== Exercise input ==
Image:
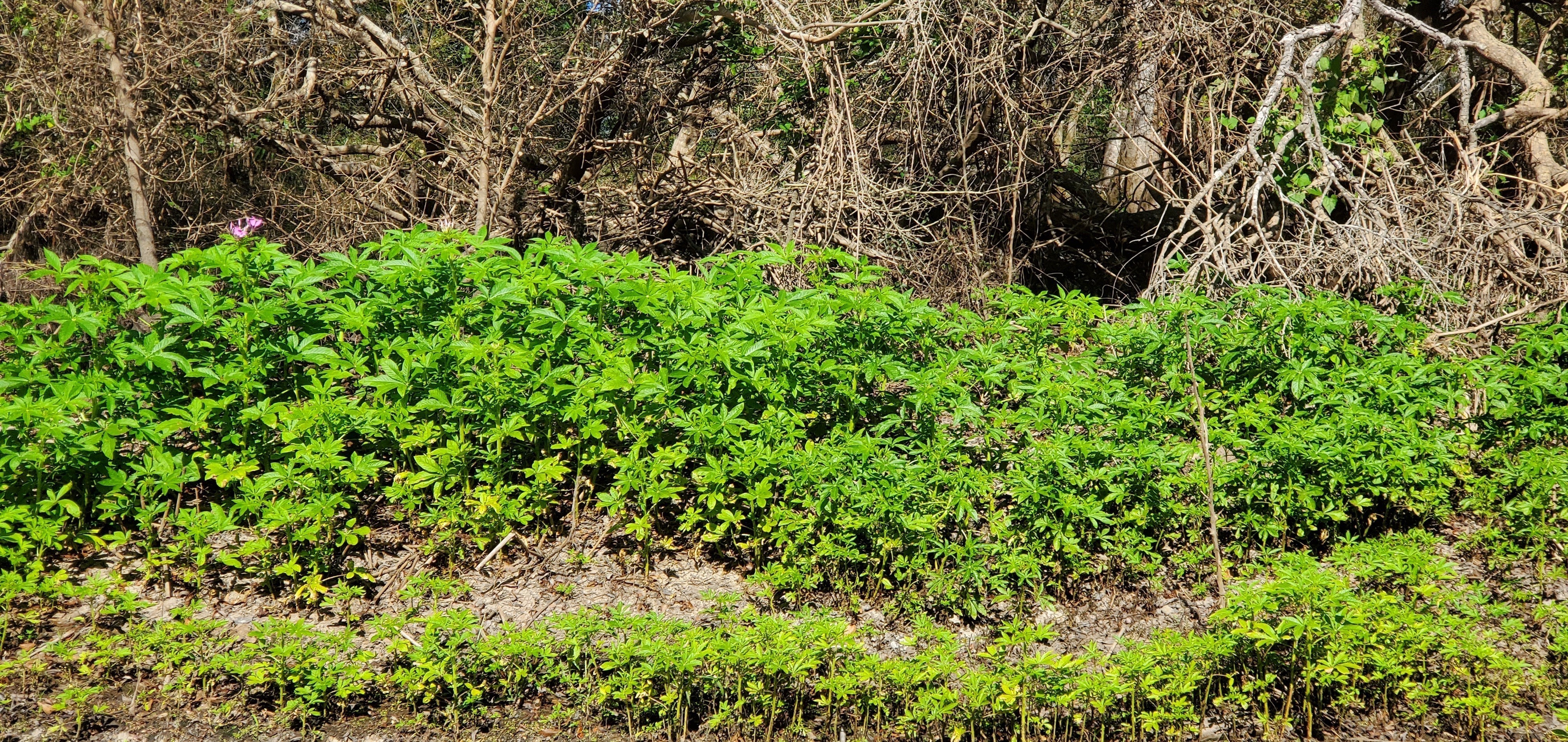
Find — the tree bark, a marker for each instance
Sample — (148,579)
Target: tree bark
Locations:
(140,208)
(1537,91)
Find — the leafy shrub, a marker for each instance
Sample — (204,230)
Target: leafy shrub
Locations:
(237,407)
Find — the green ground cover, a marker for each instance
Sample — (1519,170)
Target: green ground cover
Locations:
(242,411)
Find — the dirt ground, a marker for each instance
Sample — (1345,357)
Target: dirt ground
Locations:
(527,583)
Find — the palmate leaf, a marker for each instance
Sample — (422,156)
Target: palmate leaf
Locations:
(393,377)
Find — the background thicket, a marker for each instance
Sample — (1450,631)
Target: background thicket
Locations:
(1080,144)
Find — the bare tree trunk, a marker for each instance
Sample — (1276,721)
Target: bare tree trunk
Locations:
(1134,147)
(140,209)
(486,115)
(1534,103)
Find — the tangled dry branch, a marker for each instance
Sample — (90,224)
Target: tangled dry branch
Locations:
(1064,144)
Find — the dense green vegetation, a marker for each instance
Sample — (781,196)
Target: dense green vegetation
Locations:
(239,410)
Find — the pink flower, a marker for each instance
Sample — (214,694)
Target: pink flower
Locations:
(242,228)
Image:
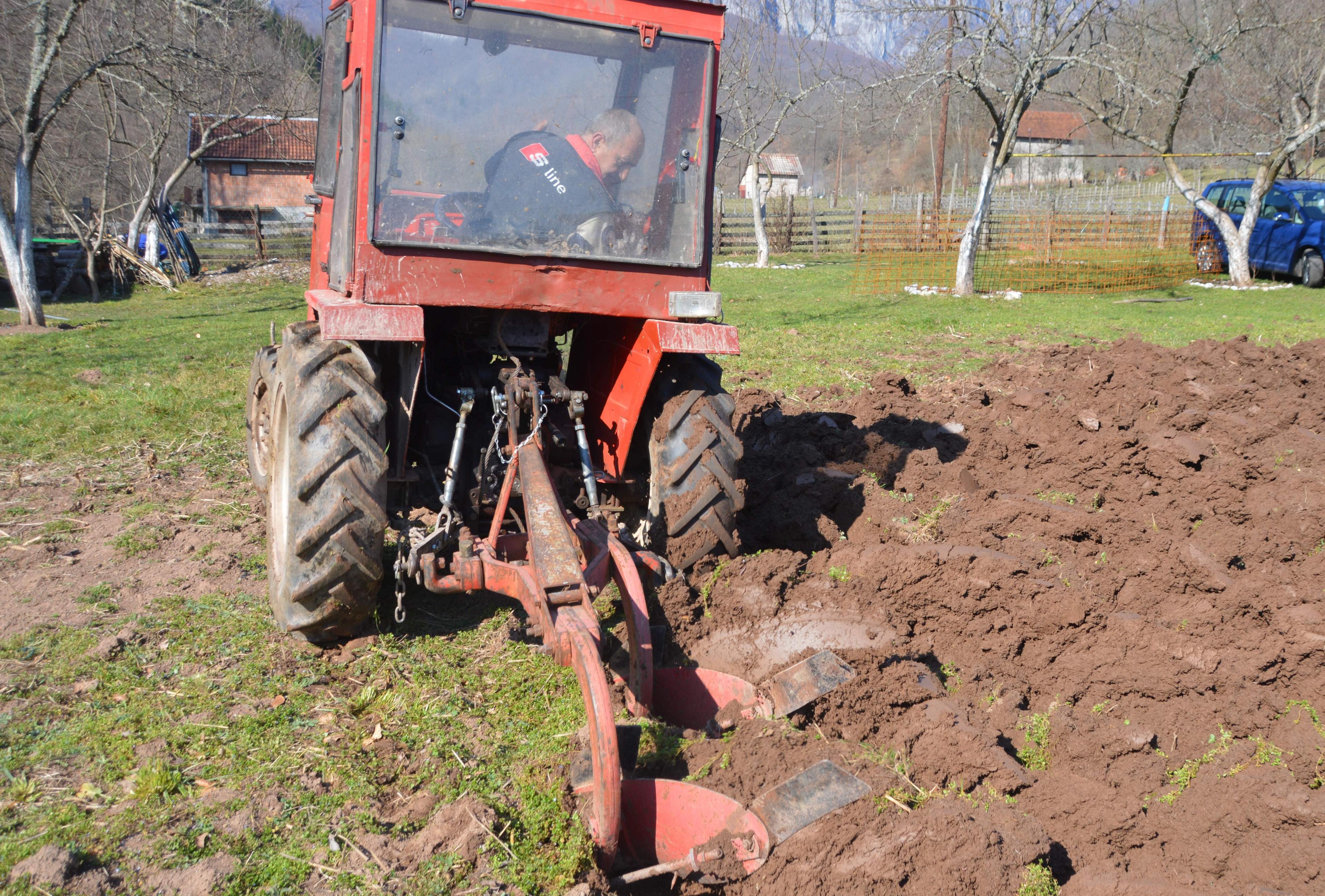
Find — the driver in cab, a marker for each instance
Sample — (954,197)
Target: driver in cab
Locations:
(562,189)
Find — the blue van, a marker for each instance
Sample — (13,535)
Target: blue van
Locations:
(1290,236)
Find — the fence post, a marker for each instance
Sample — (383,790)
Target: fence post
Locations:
(792,213)
(257,235)
(717,226)
(1049,238)
(814,225)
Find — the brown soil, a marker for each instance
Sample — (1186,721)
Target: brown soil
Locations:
(1132,544)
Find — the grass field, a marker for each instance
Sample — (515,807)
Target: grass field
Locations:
(173,366)
(463,708)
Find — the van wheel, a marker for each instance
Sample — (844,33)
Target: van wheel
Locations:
(1208,256)
(1311,269)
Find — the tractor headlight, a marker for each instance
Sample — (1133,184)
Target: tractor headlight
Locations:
(695,304)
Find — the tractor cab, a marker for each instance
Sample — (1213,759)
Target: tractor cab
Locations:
(525,133)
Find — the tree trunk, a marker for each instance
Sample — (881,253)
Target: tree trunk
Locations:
(136,223)
(965,284)
(1237,239)
(761,235)
(151,248)
(91,258)
(17,248)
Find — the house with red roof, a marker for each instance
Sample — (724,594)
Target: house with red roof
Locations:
(260,161)
(1052,134)
(779,174)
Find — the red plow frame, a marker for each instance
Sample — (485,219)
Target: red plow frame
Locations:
===
- Task item -
What you return should be all of the material above, exactly, and none of its pictures.

- Output of the exercise -
Image:
Find — the tree bark, a marker for each instance
Sample — (148,579)
Target: tree bark
Locations:
(140,208)
(1537,91)
Find — the leafy shrub, a marker for each instance
Sample — (204,230)
Target: leafy shrub
Locations:
(237,407)
Find — the green ground cover, a marker for each instance
Sample — (1519,170)
Target: green ground cover
Locations:
(242,411)
Find — the dirt ground, a marker for each instance
Sample — (1345,357)
Target: dirt ground
Locations:
(527,583)
Find — the palmate leaf, a marker for each instance
Sample — (422,156)
Target: palmate leaf
Locations:
(393,377)
Find — the background thicket, a marker for each instance
Sample — (1450,631)
Target: background thicket
Locations:
(1080,144)
Find — the bare tree trunk, a marker for each instance
Sample — (1276,721)
Target: bare tree trunk
Locations:
(1134,147)
(140,209)
(486,115)
(1534,103)
Find — the tangled dry branch, a marker for each instance
Sample — (90,224)
Target: tangled dry branch
Locations:
(1064,144)
Find — the dense green vegetation, a marker for each instance
Sample — (781,196)
Target: dense green vegetation
Locations:
(239,410)
Find — the pink flower, a marker for each instance
Sample — (214,694)
Target: pink flower
Locations:
(242,228)
Image:
Find — the driver in cab, a marker for each instance
Sample — (954,197)
Target: driver in cab
Locations:
(562,189)
Find — the blue van, a marker for each instance
Sample — (13,535)
Target: blue van
Locations:
(1290,236)
Find — the fence post, a marker for each instance
Sample — (383,790)
Target: fence post
Locations:
(792,213)
(257,235)
(717,226)
(1049,238)
(814,225)
Find — the brown soil, a marker for each instance
Sample — (1186,721)
Target: brown soil
Locations:
(1132,544)
Find — the grass field, a marker for each instance
Sample — (515,807)
Target: grass field
Locations:
(173,366)
(463,708)
Find — the van wheel, a marker for each instance
Sample — (844,33)
Target: van wheel
Locations:
(1208,256)
(1311,269)
Find — the tractor headlight, a marker for each instance
Sample — (1133,184)
Target: tractor headlight
Locations:
(695,304)
Find — the tractor cab, a marker for each instance
Sample — (1213,759)
Target: tractor cab
Locations:
(525,133)
Find — the tree trunk, a marker for each instance
Sample — (881,253)
Target: tree trunk
Locations:
(136,223)
(965,284)
(1237,239)
(761,235)
(151,248)
(91,258)
(17,248)
Find — the house with red roof, a marker for each instance
Sample — (724,594)
Target: house with red roof
Locations:
(260,161)
(1052,134)
(779,174)
Find — the red plow frame, a marker for each instance
Sample — (485,219)
Target: red plow frame
Locations:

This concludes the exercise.